PROBLEM DETAILS – What is needed is a word-for-word copy of the records below.
*** Opening of MATERIAL FOR THE TASK ***
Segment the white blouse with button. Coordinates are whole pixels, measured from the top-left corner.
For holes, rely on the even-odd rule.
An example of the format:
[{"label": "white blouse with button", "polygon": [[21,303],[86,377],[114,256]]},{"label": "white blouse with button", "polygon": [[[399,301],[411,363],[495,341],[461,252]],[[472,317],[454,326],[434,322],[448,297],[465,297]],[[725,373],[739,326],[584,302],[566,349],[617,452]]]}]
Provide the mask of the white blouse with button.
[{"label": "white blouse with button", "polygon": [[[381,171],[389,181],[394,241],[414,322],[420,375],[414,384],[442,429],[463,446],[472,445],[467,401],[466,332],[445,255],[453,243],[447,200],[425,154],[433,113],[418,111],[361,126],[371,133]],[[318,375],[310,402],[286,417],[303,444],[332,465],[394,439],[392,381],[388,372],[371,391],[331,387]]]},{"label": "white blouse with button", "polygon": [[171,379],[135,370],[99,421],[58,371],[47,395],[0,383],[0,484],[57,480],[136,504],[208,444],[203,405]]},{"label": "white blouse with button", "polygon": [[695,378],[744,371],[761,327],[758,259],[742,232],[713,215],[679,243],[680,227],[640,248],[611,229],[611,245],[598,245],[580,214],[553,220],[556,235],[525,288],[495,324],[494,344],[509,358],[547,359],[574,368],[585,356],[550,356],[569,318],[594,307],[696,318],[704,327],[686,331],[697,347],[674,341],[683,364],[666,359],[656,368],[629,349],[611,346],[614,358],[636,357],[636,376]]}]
*** Close of MATERIAL FOR THE TASK ***
RESULT OF THE TASK –
Segment the white blouse with button. Coordinates are whole pixels, measured from the top-left corner.
For holes, rely on the even-odd rule.
An example of the format:
[{"label": "white blouse with button", "polygon": [[21,303],[86,377],[114,256]]},{"label": "white blouse with button", "polygon": [[[399,301],[411,363],[495,341],[461,252]],[[472,317],[454,326],[434,322],[448,297],[465,297]],[[725,373],[739,326],[584,302],[566,349],[617,452]]]}]
Provide the mask of the white blouse with button.
[{"label": "white blouse with button", "polygon": [[[381,171],[389,181],[394,241],[414,322],[420,375],[414,384],[442,429],[463,446],[472,445],[467,401],[466,332],[445,255],[453,243],[447,200],[425,154],[433,113],[418,111],[361,126],[371,133]],[[318,375],[310,402],[286,417],[303,444],[332,465],[394,439],[392,381],[388,372],[371,391],[331,387]]]},{"label": "white blouse with button", "polygon": [[171,379],[135,370],[99,421],[58,371],[47,395],[0,383],[0,484],[57,480],[136,504],[208,444],[203,405]]},{"label": "white blouse with button", "polygon": [[695,378],[744,371],[761,327],[758,259],[742,232],[713,215],[679,243],[680,227],[640,248],[611,229],[611,245],[598,245],[580,214],[553,220],[556,235],[525,288],[495,324],[494,344],[509,358],[547,359],[574,368],[585,356],[550,356],[569,318],[594,307],[696,318],[704,327],[686,331],[697,347],[674,341],[683,364],[666,359],[656,368],[629,349],[611,346],[614,358],[636,357],[636,376]]}]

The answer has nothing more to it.